What is Anticipation Guide?

Anticipation guides, according to Frank Smith (1978) allow the reader to make predictions about text that will be read by eliminating possibilities that are unlikely.

What is its purpose?

Also called reaction or prediction guides, the anticipation guide is a way to prepare a reader prior to a reading assignment by asking them to react to a series of statements related to the content of the material.

Reasons for using anticipation guides include:

  1. relating prior knowledge to new information to enhance comprehension,
  2. creating interest which stimulates discussion on the topic, and
  3. creating possibilities for integrating reading and writing instruction.

How can I do it?

  • Read the passage or story
    • Read and analyze the text to identify the major concepts (both explicit and implicit).
  • Decide on majour concepts
    • Decide which concepts are most important. Use these to create student interest and to agitate or stimulate reflection on prior knowledge and beliefs.
  • Write statements on major concepts
    • Write short, declarative statements about the major concepts. There can be as few as 3-5 statements or up to about 15. The statements should be thought-provoking and reflect the students' backgrounds. General statements are better than abstract or overly specific ones. Famous quotations and idioms work well. The statements should be written in a format that will elicit students to predict and anticipate.
  • Display the guide
    • To allow students time to react to each statement, display the guide either on the blackboard or on an overhead, or distribute individual worksheets. Give clear directions for what the students are to do with the guide, such as writing an "A" for agreeing or a "D" for disagreeing in the left-hand column for each statement. Make sure to leave space for responses on the sheet. Students can complete the guides individually, in pairs or small groups, or as a whole class.

**Information provided:**
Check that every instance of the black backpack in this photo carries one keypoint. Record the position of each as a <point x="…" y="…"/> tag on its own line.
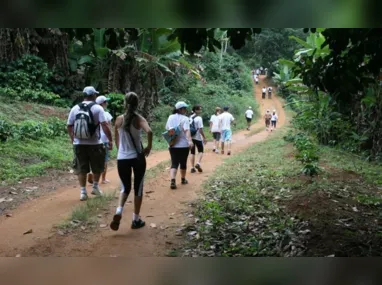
<point x="84" y="125"/>
<point x="193" y="130"/>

**Prompt:** Copy out the whole anticipation guide text above, word for word.

**Solution to the problem:**
What is Anticipation Guide?

Anticipation guides, according to Frank Smith (1978) allow the reader to make predictions about text that will be read by eliminating possibilities that are unlikely.

What is its purpose?

Also called reaction or prediction guides, the anticipation guide is a way to prepare a reader prior to a reading assignment by asking them to react to a series of statements related to the content of the material.

Reasons for using anticipation guides include:

  1. relating prior knowledge to new information to enhance comprehension,
  2. creating interest which stimulates discussion on the topic, and
  3. creating possibilities for integrating reading and writing instruction.

How can I do it?

  • Read the passage or story
    • Read and analyze the text to identify the major concepts (both explicit and implicit).
  • Decide on majour concepts
    • Decide which concepts are most important. Use these to create student interest and to agitate or stimulate reflection on prior knowledge and beliefs.
  • Write statements on major concepts
    • Write short, declarative statements about the major concepts. There can be as few as 3-5 statements or up to about 15. The statements should be thought-provoking and reflect the students' backgrounds. General statements are better than abstract or overly specific ones. Famous quotations and idioms work well. The statements should be written in a format that will elicit students to predict and anticipate.
  • Display the guide
    • To allow students time to react to each statement, display the guide either on the blackboard or on an overhead, or distribute individual worksheets. Give clear directions for what the students are to do with the guide, such as writing an "A" for agreeing or a "D" for disagreeing in the left-hand column for each statement. Make sure to leave space for responses on the sheet. Students can complete the guides individually, in pairs or small groups, or as a whole class.